======== Records for the exercise

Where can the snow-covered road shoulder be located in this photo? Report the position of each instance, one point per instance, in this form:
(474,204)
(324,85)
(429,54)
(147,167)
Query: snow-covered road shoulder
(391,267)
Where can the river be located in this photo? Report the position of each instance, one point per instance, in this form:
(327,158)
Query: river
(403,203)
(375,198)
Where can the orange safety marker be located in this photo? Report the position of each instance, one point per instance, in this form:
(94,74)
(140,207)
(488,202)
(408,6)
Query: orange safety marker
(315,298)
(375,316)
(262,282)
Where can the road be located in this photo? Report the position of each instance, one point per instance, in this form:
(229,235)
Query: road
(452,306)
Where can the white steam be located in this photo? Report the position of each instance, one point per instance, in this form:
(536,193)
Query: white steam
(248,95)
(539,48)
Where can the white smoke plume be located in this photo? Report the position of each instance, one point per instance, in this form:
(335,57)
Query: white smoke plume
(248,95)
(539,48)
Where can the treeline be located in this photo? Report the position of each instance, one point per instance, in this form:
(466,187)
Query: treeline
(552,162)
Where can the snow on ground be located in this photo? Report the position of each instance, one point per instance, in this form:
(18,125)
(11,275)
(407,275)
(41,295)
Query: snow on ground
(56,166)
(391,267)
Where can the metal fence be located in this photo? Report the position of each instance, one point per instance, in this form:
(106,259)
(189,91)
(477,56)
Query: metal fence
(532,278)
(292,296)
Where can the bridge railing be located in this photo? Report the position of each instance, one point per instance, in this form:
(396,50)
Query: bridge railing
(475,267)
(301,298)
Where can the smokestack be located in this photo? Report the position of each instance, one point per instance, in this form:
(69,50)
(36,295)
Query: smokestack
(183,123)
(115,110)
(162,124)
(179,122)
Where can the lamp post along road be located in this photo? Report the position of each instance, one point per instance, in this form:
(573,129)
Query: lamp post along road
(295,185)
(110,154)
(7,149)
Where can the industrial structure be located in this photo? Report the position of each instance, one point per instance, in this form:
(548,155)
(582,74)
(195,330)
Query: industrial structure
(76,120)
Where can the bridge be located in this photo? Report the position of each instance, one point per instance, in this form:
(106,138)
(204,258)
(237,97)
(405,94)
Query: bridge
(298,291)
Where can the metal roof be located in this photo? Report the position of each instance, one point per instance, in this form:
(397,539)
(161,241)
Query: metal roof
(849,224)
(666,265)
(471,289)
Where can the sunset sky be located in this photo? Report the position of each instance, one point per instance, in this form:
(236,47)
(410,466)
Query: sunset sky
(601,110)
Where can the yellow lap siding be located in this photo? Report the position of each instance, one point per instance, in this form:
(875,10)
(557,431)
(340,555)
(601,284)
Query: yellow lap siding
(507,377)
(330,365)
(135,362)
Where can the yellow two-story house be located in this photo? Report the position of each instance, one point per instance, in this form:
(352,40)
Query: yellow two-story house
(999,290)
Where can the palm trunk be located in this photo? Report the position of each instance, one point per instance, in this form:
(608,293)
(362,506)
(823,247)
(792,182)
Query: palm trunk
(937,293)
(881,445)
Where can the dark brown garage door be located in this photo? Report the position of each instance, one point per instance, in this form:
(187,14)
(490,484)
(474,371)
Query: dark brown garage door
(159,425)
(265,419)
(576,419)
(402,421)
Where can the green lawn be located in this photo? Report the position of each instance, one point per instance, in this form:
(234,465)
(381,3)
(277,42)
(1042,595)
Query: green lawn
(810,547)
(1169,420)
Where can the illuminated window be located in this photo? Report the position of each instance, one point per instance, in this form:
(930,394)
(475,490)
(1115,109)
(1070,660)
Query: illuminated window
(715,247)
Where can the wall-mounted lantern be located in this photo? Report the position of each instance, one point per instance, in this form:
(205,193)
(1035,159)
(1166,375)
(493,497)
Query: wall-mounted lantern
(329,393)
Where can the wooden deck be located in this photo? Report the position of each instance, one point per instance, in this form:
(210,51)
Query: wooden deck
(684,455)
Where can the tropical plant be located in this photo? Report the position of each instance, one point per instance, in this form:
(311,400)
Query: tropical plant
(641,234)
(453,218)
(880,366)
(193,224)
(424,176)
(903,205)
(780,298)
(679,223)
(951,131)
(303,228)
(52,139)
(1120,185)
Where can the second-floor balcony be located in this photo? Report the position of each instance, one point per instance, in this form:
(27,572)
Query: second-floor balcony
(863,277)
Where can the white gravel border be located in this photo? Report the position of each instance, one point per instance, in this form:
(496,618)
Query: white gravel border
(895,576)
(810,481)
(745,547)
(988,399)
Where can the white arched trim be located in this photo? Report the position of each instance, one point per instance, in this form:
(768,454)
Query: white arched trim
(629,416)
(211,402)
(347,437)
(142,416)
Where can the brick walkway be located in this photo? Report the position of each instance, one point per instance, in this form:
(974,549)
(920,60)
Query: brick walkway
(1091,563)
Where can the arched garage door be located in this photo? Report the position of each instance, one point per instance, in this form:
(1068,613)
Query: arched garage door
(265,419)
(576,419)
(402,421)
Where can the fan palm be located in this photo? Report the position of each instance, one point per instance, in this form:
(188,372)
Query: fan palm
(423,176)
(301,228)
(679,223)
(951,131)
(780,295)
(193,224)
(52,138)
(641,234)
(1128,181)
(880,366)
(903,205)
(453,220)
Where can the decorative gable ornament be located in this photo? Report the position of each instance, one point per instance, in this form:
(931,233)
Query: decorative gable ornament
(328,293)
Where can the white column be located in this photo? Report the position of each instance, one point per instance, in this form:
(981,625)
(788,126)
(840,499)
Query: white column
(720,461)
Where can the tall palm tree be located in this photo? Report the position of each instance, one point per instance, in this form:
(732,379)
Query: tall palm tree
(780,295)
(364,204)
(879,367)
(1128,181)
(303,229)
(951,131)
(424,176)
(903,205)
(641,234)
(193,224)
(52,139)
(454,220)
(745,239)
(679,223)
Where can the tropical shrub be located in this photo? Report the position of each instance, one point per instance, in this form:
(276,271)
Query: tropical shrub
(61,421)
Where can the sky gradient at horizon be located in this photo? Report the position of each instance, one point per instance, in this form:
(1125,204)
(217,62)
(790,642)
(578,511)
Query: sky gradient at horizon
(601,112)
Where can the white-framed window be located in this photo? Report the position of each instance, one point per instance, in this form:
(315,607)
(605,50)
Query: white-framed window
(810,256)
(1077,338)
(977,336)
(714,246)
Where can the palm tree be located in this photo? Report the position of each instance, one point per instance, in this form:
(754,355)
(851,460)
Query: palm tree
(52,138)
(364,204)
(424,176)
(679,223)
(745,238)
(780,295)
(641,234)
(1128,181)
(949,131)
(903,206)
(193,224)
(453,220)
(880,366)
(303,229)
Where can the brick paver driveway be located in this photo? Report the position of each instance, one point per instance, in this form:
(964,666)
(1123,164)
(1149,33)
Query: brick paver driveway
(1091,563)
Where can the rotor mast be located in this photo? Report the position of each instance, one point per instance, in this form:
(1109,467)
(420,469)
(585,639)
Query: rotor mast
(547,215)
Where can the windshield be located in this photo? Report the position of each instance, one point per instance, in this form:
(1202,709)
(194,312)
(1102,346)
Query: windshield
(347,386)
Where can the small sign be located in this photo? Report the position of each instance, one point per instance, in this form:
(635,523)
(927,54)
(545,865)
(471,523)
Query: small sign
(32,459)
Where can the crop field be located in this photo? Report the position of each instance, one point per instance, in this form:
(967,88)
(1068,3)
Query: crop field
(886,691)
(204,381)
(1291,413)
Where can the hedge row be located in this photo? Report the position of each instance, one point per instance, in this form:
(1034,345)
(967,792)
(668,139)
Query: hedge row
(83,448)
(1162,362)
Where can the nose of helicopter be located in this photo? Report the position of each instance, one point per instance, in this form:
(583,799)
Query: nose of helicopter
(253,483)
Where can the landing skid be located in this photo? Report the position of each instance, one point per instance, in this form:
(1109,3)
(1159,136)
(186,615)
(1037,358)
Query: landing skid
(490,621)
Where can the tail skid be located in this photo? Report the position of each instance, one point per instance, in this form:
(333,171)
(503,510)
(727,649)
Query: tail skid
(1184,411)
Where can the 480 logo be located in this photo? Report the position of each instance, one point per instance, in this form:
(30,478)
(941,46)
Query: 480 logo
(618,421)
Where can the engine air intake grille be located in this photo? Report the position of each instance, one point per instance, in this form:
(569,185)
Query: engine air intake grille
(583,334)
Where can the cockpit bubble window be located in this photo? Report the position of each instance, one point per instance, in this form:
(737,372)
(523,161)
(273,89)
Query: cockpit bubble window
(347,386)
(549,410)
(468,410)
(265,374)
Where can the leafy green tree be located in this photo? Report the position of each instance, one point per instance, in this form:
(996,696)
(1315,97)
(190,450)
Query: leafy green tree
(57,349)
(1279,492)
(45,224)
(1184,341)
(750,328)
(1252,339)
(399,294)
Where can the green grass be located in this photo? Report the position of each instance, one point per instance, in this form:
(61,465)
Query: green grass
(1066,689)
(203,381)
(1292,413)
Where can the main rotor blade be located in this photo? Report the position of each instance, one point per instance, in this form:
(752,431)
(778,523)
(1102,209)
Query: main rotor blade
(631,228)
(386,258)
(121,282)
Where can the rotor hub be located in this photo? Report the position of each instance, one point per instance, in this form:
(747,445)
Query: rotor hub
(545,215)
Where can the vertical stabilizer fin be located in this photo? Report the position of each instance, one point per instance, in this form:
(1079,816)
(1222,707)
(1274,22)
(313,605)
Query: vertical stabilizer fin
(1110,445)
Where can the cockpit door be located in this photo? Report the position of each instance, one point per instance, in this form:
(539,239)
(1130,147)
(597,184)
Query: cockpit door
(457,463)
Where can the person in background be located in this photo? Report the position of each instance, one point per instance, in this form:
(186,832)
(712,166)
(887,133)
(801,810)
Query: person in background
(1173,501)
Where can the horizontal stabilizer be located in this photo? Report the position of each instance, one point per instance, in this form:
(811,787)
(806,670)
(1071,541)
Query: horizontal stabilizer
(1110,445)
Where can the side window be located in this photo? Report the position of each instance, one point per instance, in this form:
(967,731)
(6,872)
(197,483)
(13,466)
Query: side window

================

What you have to do. Every line from the one containing "Where can the leafy" through the last line must be copied exactly; leave out the rest.

Finished task.
Where can the leafy green tree be located in this photo? Report the position of each instance, one point per instance, in this form:
(996,696)
(1315,97)
(190,450)
Query: leafy green tree
(57,349)
(1279,492)
(45,224)
(1184,341)
(750,328)
(1252,339)
(399,294)
Where can the green grass be located in this photo? Report the position of each instance, one point per instance, in this form:
(61,465)
Query: green grass
(1066,689)
(203,381)
(1292,413)
Where can the main rotor blade be located in this photo? Report the position of each instance, one point per instance, in this form:
(752,431)
(778,523)
(1102,209)
Query: main rotor blade
(631,228)
(386,258)
(121,282)
Where can the rotor hub be located in this photo? Report the position of each instance, one point per instance, in this form:
(747,445)
Query: rotor hub
(545,215)
Where can the vertical stabilizer fin be located in this photo? Report the position of each instance, one point per instance, in this form:
(1079,816)
(1222,707)
(1274,22)
(313,605)
Query: vertical stabilizer fin
(1110,445)
Where can the cockpit door be located in this photo? Report the position of each instance, one point per instance, in this form:
(539,239)
(1130,147)
(597,184)
Query: cockpit door
(457,463)
Where can the person in background be located in this photo? Report the position of each instance, one point per instance, in this form:
(186,832)
(712,166)
(887,133)
(801,810)
Query: person in background
(1173,501)
Where can the horizontal stabilizer be located in this photo? Report the position of each instance, one point per instance, in this form:
(811,787)
(806,670)
(1071,541)
Query: horizontal stabilizer
(1110,445)
Where can the side window be located in this photo? Report the position of each instance, one point per instance, in this form:
(967,731)
(6,872)
(197,483)
(13,466)
Query: side window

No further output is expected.